>> START

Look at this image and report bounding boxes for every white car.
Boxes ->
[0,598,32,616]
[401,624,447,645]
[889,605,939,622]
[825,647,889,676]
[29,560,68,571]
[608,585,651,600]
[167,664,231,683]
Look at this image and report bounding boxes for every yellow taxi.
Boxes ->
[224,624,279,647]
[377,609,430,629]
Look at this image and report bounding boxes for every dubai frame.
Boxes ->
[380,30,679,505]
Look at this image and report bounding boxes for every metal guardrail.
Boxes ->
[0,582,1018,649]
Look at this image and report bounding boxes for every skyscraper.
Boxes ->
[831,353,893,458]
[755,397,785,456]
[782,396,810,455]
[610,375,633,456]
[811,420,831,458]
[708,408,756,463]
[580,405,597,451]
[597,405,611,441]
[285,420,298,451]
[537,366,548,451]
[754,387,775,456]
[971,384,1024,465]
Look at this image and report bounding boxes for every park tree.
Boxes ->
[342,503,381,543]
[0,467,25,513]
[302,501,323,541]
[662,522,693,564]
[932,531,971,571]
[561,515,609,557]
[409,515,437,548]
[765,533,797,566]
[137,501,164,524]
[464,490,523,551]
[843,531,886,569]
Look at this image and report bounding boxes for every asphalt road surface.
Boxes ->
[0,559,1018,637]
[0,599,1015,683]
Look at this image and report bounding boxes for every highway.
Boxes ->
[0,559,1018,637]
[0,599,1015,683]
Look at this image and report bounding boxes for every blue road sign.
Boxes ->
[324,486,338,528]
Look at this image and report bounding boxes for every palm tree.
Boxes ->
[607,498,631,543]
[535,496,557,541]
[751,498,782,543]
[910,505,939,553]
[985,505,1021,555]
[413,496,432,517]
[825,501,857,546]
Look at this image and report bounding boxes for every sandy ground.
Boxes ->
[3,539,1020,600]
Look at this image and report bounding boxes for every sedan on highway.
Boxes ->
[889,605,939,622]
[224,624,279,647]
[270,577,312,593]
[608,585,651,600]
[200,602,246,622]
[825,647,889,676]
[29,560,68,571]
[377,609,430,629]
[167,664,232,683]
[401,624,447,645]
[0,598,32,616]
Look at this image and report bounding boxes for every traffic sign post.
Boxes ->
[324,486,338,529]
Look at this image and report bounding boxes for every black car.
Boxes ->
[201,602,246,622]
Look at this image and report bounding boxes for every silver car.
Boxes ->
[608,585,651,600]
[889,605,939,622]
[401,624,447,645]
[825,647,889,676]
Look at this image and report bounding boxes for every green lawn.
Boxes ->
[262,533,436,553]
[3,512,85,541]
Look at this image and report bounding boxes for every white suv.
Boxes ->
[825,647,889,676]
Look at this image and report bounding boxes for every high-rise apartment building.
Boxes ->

>> END

Stated task: Please copy the lines from the one containing "for every skyscraper." up to and including the one containing "[537,366,548,451]", swapping "skyscraper" for "tower" and leaving everything else unchanged.

Response below:
Look at this image and report bounding boxes for every tower.
Boxes ->
[831,353,893,458]
[755,397,785,456]
[782,396,810,455]
[610,375,633,456]
[811,420,831,458]
[708,408,756,463]
[580,405,597,451]
[597,405,611,441]
[285,420,298,451]
[537,366,548,451]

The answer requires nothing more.